| Provided passage |
******************************
One person with whom he has an exchange is the beautiful blonde elevator-operator, although verbally it doesn’t amount to much. Her name is Epepe - although it may be Bebe, Tetete, Egyegye, or Tchetche, he finds it hard to make her out. Budai finds himself drawn to her, not just for her beauty, but because in this indifferent world, Epepe is the only one that seems to acknowledge him, even if their interactions are brief and ultimately frustrating:

They had got round to greeting each other by now and there were occasional signs that she was showing some interest in him too. Twice she addressed Budai as he was about to get out and he smiled and shrugged to show he had not understood. The crowd in that narrow space gave no time for explanations and he was quickly swept away by the others getting off.

Even though he keeps coming back to Epepe, Budai regularly ventures beyond the hotel, into the unnamed metropolis itself:

….the street was no less crowded than the hall, its tide of humanity swirling, flooding, and lurching this way and that. Everyone was in a hurry, panting, elbowing and fighting to get through; one elderly woman in a headscarf kicked him as hard as she could on the ankle and he received a good many more blows on his shoulders and ribs. The traffic in the roadway was equally packed, the cars nose to tail, now stopping, now starting, making absolutely no allowance for pedestrians, as if they were stuck in some eternal bottleneck, engines continually reving, horns furiously blaring…

While this “never-ending rush hour” conjures images of a dystopian cityscape, Karinthy still brings humour to its bleakness, notably through Budai’s explorations. There are queues everywhere and while citizens may find themselves lining up for their everyday rations, they also wait their turn to sit on park benches and, in one comic scene, Budai, takes in a brothel, hoping to communicate there, and finds hordes of men knocking at the door, hurrying him up.

Added to the bleakly comic tone is an undercurrent of melancholia which haunts the novel. Each page, simmers with frustration and helplessness. When Budai thinks he may have a solution, an array of problems announce themselves, his troubles continually cascading into further torment. Nowhere is this more felt than in a huge centrepiece chapter that shows all Budai’s attempts to understand the language spoken around him.

There’s little dialogue throughout the book - indeed, when the local dialect is described as “a language without discernible inflections, a continual jabbering” - there’s little need for it, although Karinthy does allow some of the nonsense (’Chetchenche glubglubb? Guluglulubb?‘), if only to knowlingly frustrate the reader too. And the large passages of text unbroken by dialogue mirror the daunting nature of the city, a mass of bricks unending.

Like anything that could elicit comparisons to Kafka, there’s an element of horror amongst the absurdity, notably as Budai observes a fight breaking out a subway station:

Could it be that they themselves could not understand each other, that the people who lived here employed various provincial dialects, possibly even quite different languages? In a particularly feverish moment it even occurred to him that each one of them might be speaking his own language, that there were as many languages as there were people.

If it isn’t Hell, it’s certainly a private hell for Budai, and while certain events echo the Hungarian revolution, there are other hints that, beyond the narrative’s veil, there could be more autobiographical elements at work, perhaps even a cameo from the author’s father, the writer and translator, Frigyes Karinthy.

Originally published under the name Epepe, for the aforementioned elevator-operator, a bold and appropriate decision has been made to change the title to reflect the larger scope of the novel’s setting. In doing this we find the city is our anchor, rather than the girl, and in this city that Budai deems “an equation without known quantities”, Metropole more than adds up to the sum of its parts.
******************************
Write out the review of Metropole word for word, starting at "Originally published under" and ending at "of its parts.".

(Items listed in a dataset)
******************************
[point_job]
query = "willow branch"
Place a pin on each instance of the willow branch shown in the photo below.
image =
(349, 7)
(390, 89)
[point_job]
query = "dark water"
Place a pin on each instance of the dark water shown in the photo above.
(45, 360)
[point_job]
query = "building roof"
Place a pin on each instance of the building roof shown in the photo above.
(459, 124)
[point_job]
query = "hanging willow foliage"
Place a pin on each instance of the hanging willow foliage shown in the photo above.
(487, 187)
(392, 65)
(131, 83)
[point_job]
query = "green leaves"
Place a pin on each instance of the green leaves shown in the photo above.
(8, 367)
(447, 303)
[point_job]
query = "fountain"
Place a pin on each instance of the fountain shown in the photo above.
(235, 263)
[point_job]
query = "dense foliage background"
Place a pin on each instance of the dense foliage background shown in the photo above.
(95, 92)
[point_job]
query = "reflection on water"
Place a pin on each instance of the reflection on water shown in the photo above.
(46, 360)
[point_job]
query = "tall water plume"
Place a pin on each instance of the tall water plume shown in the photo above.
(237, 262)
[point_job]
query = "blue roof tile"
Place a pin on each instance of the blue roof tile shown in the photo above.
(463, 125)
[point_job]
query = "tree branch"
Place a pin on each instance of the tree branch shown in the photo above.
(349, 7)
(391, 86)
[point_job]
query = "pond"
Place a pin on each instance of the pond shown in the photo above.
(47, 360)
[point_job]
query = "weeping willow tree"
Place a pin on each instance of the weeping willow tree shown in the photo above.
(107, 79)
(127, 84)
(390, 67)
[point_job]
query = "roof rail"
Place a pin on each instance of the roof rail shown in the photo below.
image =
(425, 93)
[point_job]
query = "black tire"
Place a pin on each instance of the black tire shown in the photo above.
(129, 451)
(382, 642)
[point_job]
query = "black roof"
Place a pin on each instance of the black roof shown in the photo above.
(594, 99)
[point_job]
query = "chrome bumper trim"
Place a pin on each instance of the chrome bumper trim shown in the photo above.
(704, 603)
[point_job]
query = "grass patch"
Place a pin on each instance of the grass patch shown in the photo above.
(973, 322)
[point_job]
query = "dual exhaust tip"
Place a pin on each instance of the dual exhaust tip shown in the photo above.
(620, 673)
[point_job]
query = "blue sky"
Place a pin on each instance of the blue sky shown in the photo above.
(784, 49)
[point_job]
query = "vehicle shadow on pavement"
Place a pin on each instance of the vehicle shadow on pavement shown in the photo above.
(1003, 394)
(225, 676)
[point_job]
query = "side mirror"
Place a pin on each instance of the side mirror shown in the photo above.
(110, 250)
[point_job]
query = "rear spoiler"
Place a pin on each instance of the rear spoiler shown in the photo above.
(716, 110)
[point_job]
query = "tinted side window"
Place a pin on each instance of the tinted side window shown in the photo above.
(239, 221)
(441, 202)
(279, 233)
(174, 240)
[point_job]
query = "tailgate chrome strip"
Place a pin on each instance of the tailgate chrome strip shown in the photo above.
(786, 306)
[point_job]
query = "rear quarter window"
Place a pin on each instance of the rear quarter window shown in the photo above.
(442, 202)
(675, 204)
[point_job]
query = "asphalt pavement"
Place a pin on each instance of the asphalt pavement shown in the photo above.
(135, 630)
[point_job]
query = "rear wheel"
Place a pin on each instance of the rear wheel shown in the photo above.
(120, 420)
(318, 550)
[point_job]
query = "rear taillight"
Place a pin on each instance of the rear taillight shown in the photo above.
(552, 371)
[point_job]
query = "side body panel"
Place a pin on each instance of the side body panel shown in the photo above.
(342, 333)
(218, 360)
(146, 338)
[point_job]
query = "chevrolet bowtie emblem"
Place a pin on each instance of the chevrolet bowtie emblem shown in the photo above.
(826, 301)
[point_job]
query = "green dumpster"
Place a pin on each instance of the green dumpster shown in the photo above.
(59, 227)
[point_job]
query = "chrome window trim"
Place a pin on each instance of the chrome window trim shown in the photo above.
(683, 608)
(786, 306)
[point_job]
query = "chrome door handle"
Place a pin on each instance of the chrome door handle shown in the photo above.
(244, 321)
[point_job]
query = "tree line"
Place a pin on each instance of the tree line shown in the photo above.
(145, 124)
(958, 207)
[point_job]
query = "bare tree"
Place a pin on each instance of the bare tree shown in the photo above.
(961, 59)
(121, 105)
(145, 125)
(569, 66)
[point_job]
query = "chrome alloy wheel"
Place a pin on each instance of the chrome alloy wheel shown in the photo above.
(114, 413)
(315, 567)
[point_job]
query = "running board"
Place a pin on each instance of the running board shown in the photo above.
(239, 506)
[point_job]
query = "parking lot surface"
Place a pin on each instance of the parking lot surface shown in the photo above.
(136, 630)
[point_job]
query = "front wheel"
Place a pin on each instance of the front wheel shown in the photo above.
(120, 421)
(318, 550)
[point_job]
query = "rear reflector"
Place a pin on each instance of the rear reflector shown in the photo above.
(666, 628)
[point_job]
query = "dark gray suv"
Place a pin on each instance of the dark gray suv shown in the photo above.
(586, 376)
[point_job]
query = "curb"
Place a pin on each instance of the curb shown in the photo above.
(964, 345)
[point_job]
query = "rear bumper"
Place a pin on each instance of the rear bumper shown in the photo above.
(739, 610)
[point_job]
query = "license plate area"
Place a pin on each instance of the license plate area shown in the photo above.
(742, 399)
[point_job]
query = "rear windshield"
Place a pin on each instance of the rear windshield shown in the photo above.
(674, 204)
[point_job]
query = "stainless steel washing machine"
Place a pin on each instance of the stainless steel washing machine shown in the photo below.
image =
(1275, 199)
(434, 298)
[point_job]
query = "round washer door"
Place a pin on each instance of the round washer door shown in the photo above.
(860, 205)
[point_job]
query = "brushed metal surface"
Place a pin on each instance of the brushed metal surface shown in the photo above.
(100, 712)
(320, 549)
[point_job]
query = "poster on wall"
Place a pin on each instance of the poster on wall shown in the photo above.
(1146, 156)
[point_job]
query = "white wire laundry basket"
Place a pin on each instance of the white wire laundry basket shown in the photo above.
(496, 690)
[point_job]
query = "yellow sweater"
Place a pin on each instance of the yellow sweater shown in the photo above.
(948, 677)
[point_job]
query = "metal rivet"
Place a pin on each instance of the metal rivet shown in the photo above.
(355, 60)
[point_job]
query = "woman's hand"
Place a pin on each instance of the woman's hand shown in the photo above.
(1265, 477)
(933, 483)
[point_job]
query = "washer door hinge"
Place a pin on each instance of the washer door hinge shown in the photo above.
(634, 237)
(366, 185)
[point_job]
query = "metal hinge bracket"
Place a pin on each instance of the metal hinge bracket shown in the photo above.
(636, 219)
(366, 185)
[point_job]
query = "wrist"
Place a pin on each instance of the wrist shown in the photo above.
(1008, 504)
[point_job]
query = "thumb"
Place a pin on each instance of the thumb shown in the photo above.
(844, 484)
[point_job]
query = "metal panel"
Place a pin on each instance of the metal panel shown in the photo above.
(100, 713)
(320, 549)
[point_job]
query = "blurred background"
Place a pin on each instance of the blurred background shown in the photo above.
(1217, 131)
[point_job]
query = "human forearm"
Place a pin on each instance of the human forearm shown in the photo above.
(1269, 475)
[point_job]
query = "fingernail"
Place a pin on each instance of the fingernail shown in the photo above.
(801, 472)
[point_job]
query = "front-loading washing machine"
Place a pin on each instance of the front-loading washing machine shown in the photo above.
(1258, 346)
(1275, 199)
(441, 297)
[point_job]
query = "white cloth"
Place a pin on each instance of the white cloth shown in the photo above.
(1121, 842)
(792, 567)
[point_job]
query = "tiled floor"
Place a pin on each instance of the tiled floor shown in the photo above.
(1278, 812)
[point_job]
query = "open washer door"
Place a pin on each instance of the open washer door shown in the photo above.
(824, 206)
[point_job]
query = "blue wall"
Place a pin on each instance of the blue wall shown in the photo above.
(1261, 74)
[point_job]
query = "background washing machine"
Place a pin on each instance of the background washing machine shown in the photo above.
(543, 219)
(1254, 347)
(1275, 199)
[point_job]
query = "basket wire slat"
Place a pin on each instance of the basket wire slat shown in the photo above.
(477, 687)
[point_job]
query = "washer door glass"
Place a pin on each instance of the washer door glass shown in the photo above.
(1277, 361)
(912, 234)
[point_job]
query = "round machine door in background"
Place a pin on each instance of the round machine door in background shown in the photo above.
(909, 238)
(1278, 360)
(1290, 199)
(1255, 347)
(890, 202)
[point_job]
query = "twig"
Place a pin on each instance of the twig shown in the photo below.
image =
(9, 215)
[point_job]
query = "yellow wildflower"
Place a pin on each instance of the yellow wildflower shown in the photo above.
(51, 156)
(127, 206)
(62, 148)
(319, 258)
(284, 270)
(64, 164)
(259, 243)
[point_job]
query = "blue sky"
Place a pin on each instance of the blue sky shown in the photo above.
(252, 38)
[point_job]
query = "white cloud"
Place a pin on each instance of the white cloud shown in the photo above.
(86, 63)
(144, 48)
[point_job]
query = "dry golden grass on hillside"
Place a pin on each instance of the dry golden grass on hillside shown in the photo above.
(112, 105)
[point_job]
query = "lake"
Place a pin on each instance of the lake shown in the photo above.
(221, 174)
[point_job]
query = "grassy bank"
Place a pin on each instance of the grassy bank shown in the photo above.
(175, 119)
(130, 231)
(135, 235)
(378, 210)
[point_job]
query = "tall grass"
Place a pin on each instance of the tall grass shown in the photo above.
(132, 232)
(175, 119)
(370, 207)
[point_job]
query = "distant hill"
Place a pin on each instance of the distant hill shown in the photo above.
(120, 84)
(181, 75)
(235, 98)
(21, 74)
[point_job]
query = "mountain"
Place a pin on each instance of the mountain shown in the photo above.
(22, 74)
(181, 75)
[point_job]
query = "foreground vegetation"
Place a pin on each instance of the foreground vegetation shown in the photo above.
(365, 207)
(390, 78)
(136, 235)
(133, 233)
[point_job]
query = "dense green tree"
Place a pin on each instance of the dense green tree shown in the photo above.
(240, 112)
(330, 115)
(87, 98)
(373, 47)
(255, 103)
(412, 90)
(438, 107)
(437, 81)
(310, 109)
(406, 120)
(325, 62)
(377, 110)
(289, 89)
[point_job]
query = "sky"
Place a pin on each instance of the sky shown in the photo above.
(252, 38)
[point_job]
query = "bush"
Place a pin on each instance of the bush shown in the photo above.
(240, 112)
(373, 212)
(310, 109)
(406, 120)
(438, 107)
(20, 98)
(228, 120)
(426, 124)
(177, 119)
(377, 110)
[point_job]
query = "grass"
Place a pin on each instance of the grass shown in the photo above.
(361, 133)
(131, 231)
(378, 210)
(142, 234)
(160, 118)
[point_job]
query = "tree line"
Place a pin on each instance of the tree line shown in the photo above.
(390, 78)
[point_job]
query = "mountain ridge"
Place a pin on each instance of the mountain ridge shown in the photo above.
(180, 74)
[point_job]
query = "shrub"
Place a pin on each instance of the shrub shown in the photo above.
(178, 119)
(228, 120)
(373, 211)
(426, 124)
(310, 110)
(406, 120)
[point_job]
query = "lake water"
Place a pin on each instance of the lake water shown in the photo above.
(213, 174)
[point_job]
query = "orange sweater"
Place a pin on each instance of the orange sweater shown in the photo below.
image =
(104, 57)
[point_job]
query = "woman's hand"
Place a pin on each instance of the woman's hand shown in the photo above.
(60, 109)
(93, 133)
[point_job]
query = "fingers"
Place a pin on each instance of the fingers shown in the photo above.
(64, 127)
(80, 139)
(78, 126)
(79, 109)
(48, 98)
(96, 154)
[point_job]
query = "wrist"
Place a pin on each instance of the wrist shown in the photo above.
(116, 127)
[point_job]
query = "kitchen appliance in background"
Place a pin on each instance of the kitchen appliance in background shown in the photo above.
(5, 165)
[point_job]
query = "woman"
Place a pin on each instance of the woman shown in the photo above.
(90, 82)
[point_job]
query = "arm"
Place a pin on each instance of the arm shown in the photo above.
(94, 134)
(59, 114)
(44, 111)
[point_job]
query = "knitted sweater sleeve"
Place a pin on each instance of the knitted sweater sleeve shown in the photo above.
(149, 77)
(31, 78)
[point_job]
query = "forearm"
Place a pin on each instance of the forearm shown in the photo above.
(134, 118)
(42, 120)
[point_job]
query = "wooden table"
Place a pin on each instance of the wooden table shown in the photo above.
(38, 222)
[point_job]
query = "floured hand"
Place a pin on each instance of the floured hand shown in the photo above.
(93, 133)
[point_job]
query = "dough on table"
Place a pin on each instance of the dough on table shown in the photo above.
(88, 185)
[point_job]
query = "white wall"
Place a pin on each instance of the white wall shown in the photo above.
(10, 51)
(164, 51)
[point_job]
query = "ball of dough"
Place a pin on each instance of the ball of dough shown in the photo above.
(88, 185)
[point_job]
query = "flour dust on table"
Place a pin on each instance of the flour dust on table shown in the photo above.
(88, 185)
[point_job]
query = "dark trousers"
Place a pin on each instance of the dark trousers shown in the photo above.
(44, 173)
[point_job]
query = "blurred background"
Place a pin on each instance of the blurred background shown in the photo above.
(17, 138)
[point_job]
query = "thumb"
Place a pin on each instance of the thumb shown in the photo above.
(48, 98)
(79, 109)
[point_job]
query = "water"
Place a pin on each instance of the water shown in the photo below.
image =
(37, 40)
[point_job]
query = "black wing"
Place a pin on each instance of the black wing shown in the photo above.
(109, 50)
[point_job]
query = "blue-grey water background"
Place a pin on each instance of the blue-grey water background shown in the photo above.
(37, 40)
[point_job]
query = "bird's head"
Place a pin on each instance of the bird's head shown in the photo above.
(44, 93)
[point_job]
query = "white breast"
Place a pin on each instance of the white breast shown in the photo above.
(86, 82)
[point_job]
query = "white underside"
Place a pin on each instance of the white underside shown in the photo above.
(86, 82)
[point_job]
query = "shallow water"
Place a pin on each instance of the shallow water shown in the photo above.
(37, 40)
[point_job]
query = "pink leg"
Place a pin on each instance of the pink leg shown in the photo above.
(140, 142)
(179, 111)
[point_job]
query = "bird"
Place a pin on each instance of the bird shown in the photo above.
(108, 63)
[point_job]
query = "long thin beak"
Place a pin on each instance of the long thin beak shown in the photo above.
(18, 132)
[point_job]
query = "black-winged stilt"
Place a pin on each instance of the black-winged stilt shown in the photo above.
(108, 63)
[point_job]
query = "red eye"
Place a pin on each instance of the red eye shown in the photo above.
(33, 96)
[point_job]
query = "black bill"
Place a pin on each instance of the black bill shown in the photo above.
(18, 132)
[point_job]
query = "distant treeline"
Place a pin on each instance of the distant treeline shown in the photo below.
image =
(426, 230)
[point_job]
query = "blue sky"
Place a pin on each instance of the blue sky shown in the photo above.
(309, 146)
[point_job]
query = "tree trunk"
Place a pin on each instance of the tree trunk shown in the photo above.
******************************
| Exercise response |
Originally published under the name Epepe, for the aforementioned elevator-operator, a bold and appropriate decision has been made to change the title to reflect the larger scope of the novel’s setting. In doing this we find the city is our anchor, rather than the girl, and in this city that Budai deems “an equation without known quantities”, Metropole more than adds up to the sum of its parts.